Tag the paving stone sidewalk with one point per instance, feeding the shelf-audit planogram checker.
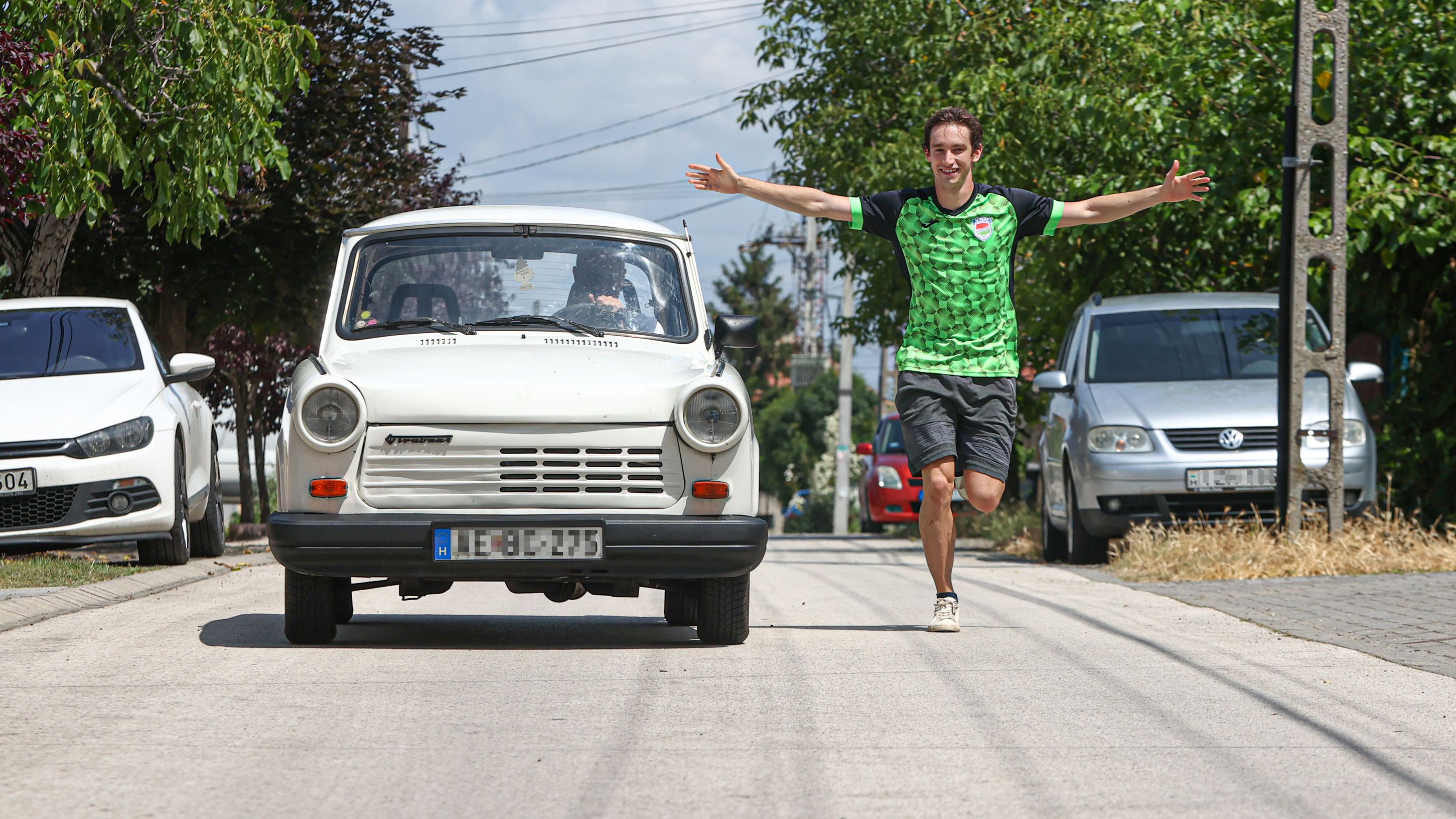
(1404, 618)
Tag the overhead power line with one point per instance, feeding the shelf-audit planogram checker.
(601, 23)
(586, 50)
(625, 121)
(583, 15)
(659, 130)
(725, 200)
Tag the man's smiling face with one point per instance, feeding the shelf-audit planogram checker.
(950, 154)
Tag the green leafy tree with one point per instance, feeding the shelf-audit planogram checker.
(750, 288)
(1088, 98)
(168, 98)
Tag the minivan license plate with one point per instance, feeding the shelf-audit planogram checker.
(519, 544)
(1231, 480)
(17, 483)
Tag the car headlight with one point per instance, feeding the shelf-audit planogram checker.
(330, 415)
(1119, 439)
(1355, 435)
(117, 438)
(712, 416)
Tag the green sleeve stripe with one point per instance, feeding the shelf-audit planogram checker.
(1055, 220)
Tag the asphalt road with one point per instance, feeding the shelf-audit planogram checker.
(1062, 697)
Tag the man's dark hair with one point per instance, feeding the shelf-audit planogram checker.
(954, 115)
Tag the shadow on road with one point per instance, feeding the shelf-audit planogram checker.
(462, 631)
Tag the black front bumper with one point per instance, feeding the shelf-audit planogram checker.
(635, 547)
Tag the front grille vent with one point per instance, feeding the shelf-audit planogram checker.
(46, 508)
(1208, 439)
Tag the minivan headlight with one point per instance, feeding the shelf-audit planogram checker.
(712, 416)
(330, 415)
(1355, 435)
(1119, 439)
(117, 438)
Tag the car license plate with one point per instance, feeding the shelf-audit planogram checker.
(1231, 480)
(519, 544)
(17, 481)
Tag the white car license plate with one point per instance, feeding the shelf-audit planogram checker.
(1231, 480)
(519, 544)
(17, 481)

▸ Exercise details: Go through the material above and print all of it exactly, except the pictures.

▸ Exercise solution:
Tag the paving stone sidewalk with one point per instance, feeding the shelf-audit planogram checker.
(1404, 618)
Tag the overhead power line with one point per instance, feeding the shelf-audit planogram checker.
(601, 23)
(586, 50)
(625, 121)
(583, 15)
(659, 130)
(725, 200)
Tag the man's smiling face with one point per instance, feeding the shelf-audit planogram checker.
(950, 154)
Tag the green leafy tree with one point per instance, feeding the shelf-audit planogram checker.
(750, 288)
(1088, 98)
(168, 98)
Tag the minivan license plate with one point per instance, feeding the shelf-audit planogram checker.
(519, 544)
(1231, 480)
(17, 483)
Tag the car headlight with one point per instance, feeding the shelf-audit planogram checker.
(330, 415)
(1119, 439)
(1355, 435)
(117, 438)
(712, 416)
Tag the green sleeve stripe with one point per instance, feeding the shelf-audit planogram checker.
(1055, 220)
Tag the asphalt road with one point per instance, feeding the shelf-audit planogram checker.
(1062, 697)
Tag the man's dark hair with one point per instance, feeding the shelf-audit planogram checker.
(954, 115)
Tag the shadow on road with one point per instance, feeding the shelf-audit planogram checker.
(462, 631)
Tag the black front bumper with one point per instance, feeding the shelf-audit planogram checker.
(635, 547)
Tag the front grille vent with one point per instance, feeding the shelf-audit planogram checker.
(46, 508)
(1208, 439)
Tag the minivan headlight with one point per instance, feeding the shelf-audit planogram checker.
(712, 416)
(330, 415)
(1355, 435)
(1119, 439)
(117, 438)
Tag the car license plate with one point per instance, feeding the shelf-audit planogram checker.
(1231, 480)
(519, 544)
(17, 481)
Tag the white car license plate with one point per instance, feeding the shelf-audit planogram checker.
(1231, 480)
(519, 544)
(17, 481)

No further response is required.